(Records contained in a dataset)
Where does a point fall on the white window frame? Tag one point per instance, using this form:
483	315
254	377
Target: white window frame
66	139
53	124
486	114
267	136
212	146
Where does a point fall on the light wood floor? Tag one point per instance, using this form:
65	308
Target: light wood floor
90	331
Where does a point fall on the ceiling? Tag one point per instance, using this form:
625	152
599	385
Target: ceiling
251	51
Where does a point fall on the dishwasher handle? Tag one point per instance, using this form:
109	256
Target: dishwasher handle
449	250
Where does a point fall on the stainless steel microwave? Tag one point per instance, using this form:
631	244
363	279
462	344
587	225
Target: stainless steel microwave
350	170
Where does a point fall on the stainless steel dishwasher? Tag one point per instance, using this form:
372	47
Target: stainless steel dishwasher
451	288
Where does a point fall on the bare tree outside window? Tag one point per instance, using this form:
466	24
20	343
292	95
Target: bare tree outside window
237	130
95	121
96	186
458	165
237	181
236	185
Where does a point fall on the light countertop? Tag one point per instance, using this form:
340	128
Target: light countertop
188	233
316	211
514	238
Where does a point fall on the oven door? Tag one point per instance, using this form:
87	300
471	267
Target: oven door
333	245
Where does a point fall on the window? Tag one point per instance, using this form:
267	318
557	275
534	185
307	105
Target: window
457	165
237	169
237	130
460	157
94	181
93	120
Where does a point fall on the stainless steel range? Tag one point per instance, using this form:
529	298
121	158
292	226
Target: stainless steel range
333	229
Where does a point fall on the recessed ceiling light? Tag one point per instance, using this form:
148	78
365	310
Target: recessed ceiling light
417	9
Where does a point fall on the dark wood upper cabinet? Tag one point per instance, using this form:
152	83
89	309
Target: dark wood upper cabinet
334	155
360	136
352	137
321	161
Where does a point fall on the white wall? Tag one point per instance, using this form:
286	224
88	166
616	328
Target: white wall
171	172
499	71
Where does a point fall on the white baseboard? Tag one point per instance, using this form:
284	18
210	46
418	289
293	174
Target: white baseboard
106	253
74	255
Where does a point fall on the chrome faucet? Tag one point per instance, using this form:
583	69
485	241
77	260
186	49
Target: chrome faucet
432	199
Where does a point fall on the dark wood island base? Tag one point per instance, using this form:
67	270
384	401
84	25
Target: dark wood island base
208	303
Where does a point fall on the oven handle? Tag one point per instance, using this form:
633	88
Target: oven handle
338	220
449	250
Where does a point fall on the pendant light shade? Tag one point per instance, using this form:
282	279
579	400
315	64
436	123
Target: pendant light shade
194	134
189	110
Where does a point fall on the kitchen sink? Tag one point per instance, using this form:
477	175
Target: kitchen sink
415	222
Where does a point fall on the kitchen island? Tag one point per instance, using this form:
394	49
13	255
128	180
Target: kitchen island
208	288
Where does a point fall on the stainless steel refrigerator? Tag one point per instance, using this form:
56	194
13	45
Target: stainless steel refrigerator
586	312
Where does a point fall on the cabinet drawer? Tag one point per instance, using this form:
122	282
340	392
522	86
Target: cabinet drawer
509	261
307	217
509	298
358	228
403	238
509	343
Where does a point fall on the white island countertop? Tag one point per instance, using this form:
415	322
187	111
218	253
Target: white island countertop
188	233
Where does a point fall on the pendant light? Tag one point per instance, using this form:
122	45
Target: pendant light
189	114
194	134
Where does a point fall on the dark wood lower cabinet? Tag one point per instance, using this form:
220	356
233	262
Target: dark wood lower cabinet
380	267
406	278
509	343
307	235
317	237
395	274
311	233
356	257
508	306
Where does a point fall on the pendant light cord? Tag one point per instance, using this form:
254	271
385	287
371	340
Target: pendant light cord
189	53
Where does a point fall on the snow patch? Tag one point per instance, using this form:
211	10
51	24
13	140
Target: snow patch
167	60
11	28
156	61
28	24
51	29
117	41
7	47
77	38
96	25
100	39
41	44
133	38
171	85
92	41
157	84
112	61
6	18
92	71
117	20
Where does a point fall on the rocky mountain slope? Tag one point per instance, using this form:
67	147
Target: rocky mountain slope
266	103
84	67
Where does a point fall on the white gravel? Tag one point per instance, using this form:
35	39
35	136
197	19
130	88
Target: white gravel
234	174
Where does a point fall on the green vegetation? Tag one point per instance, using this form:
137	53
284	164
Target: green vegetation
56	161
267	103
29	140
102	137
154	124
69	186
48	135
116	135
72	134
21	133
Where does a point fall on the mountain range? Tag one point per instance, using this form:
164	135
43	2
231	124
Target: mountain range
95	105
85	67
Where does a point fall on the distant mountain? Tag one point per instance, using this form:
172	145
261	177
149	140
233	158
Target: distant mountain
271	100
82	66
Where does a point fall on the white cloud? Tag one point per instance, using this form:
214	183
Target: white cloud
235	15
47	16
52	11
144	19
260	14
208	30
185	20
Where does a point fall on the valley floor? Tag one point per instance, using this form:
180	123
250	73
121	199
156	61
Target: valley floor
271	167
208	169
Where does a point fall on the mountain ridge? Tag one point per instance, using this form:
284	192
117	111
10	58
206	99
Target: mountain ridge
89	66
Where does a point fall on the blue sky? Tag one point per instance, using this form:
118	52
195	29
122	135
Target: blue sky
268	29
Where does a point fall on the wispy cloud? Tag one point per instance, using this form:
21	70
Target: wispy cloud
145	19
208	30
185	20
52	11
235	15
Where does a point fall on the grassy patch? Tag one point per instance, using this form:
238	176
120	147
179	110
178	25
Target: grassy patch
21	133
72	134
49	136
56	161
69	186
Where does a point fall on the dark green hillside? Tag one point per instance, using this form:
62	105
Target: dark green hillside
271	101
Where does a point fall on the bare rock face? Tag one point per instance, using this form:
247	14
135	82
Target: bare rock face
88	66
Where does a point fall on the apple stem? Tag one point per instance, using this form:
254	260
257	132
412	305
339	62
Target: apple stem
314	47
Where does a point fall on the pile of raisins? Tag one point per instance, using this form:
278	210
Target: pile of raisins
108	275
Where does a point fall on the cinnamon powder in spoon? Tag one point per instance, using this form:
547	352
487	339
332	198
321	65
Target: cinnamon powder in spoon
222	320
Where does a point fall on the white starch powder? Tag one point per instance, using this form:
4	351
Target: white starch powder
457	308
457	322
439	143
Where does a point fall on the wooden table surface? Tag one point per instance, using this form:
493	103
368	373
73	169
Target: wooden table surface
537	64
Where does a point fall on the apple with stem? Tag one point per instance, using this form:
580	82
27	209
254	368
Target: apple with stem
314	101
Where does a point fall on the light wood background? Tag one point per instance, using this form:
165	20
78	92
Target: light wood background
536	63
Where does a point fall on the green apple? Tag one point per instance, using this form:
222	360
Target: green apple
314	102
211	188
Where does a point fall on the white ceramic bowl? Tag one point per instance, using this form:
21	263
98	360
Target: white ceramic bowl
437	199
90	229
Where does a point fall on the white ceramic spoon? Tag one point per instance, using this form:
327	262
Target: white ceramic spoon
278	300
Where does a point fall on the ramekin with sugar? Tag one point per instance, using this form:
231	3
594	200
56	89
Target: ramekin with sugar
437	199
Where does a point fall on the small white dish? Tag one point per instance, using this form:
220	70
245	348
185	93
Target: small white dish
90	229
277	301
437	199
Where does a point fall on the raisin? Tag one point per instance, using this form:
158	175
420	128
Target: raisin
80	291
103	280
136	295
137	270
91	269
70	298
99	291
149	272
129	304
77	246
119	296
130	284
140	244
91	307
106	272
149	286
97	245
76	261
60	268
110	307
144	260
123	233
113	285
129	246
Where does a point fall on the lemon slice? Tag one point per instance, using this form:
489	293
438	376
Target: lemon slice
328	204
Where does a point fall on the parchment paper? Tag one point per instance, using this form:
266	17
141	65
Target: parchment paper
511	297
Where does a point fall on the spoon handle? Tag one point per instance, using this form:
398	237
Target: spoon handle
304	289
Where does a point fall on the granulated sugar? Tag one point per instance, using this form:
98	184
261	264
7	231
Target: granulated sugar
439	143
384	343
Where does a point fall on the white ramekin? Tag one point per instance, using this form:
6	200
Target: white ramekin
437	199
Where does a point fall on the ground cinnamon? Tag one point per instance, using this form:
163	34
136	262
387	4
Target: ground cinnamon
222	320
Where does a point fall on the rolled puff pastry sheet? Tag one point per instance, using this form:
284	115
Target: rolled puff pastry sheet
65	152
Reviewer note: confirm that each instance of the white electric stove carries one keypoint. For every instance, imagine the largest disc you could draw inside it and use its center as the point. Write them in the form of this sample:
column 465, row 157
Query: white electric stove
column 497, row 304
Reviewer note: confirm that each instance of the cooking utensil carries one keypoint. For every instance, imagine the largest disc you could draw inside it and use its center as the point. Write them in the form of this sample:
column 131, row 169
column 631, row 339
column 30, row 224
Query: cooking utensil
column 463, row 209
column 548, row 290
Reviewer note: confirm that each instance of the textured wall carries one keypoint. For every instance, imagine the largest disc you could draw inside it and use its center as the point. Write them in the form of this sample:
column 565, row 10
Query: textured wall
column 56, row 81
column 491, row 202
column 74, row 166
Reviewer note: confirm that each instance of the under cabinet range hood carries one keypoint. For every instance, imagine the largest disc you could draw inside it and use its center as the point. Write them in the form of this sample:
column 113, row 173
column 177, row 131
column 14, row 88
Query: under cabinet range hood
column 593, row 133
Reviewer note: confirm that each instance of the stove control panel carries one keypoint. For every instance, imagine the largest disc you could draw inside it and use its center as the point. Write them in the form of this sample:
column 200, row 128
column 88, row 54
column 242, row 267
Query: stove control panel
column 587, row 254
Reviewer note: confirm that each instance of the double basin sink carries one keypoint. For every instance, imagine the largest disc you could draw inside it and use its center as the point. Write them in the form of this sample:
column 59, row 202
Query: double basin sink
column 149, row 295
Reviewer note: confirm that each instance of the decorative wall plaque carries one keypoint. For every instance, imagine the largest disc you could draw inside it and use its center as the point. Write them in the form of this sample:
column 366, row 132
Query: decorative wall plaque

» **Assignment**
Starting at the line that has "Target: wispy cloud" in the records above, restate word for word every line until the one that has "Where does a point fall on the white starch", and include that one as well.

» **Response to the exercise**
Target: wispy cloud
145	19
208	30
185	20
52	11
235	15
Where does a point fall on the grassy patch? Tag one point per instance, using this form:
238	176
120	147
179	110
178	25
Target: grassy patch
21	133
72	134
49	136
56	161
69	186
Where does a point fall on the dark green hillside? Tag one point per instance, using this form:
62	105
Target: dark green hillside
271	101
Where does a point fall on the bare rock face? Tag one point per instance, using this form:
247	14
135	82
Target: bare rock face
88	66
Where does a point fall on the apple stem? Tag one point per instance, using this form:
254	260
257	132
412	305
339	62
Target: apple stem
314	47
Where does a point fall on the pile of raisins? Tag one point per instance, using this form:
278	210
Target: pile of raisins
108	275
Where does a point fall on the cinnamon powder in spoon? Tag one point per instance, using this form:
547	352
487	339
332	198
321	65
Target: cinnamon powder in spoon
222	320
Where does a point fall on the white starch powder? Tag one point per instance, using this form:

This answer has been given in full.